What is required →
Transcribe the passage on integrated circuit I/O standards from "In order to" to "strong commercial advantage.".

------ Text

In order to allow integrated circuits (ICs) from various manufacturers to communicate with each other, various standards have been developed specifying required input/output (I/O) behavior at IC pins. Such I/O standards may provide guidelines or requirements for various signal characteristics such as voltage, current, power and timing. Most systems adhere to at least one such standard, and typically require that devices in the system adhere to the standards being used. Therefore, the ability to meet such I/O standards is a strong commercial advantage.
In particular, designing an IC to meet voltage requirements of an I/O standard can be especially challenging. As IC fabrication processes improve and the minimum feature size on an IC decreases, the voltage level required to operate such ICs also decreases. Current IC processes can typically operate at approximately 1.3V and even lower voltages will be possible soon as technology continues to improve. However, ICs fabricated using these processes often need to be compatible with I/O standards that have not changed and that may require significantly higher voltages. A chip will often be divided into two sections: a core section, which contains the main logical, storage and processing circuitry of the IC, and an I/O section, which contains the circuitry that allows the IC to interface with the system. This division permits different power sources to be used with the different sections. For example, the core can be powered by one voltage source for internal use, VDDI, that is dictated, in part, by the process, while the I/O section can be powered by a different voltage source for external interface, VDDE, that is dictated by the I/O standard. Depending on the particular I/O standard and other IC and system architectural considerations, VDDE can be equal to VDDI, or VDDE can be a voltage level greater than VDDI. For an example, VDDI can be 1.8V while VDDE is 2.5V or 3.3V.

------------
------ Data provided

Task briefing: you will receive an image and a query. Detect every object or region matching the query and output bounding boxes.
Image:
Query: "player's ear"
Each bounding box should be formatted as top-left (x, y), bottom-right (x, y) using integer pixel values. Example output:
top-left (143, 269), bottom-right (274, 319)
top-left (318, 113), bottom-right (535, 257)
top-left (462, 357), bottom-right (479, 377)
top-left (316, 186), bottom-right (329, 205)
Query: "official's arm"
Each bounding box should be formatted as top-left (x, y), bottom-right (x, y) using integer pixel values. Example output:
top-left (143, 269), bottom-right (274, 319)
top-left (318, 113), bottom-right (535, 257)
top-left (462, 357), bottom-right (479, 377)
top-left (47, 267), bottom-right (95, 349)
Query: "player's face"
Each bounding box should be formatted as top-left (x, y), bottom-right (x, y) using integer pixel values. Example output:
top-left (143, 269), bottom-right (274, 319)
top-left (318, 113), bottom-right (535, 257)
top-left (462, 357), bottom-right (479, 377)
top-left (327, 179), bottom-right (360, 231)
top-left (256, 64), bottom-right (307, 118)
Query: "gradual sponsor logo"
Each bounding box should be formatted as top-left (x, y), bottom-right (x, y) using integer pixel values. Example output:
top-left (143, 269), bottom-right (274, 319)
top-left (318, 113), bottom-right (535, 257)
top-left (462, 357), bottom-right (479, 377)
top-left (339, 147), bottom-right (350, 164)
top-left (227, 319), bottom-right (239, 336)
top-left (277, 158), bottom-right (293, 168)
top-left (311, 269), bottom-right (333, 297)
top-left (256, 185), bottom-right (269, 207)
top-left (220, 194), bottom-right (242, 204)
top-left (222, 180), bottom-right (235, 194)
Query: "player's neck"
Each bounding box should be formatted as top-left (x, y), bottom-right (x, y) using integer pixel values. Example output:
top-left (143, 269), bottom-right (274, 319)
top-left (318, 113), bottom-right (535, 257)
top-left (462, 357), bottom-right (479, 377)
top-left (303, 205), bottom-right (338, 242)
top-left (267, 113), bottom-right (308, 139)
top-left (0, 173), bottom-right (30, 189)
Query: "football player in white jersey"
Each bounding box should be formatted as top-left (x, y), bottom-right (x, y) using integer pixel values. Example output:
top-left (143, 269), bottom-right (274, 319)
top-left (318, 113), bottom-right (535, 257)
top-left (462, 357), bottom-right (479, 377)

------------

Solved problem →
In order to allow integrated circuits (ICs) from various manufacturers to communicate with each other, various standards have been developed specifying required input/output (I/O) behavior at IC pins. Such I/O standards may provide guidelines or requirements for various signal characteristics such as voltage, current, power and timing. Most systems adhere to at least one such standard, and typically require that devices in the system adhere to the standards being used. Therefore, the ability to meet such I/O standards is a strong commercial advantage.